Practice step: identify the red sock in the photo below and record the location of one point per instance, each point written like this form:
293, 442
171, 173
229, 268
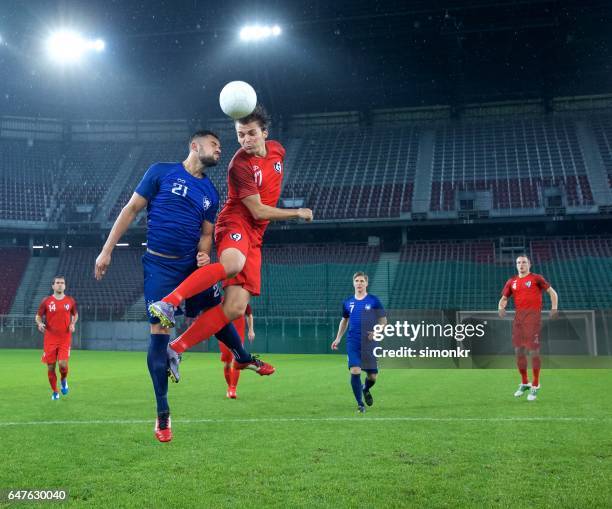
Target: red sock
204, 326
52, 380
234, 376
521, 363
197, 282
240, 325
536, 363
_ _ _
◆ Work instruction ◆
Would you set down each line of the listing above exactly, apart from the pictures?

◆ Your solution ◆
Practice step: identify the red sock in the photo below and record the location of one point per instance, each point written like this form:
293, 442
171, 173
229, 268
Target: red sock
204, 326
52, 380
234, 376
521, 363
197, 282
240, 325
536, 363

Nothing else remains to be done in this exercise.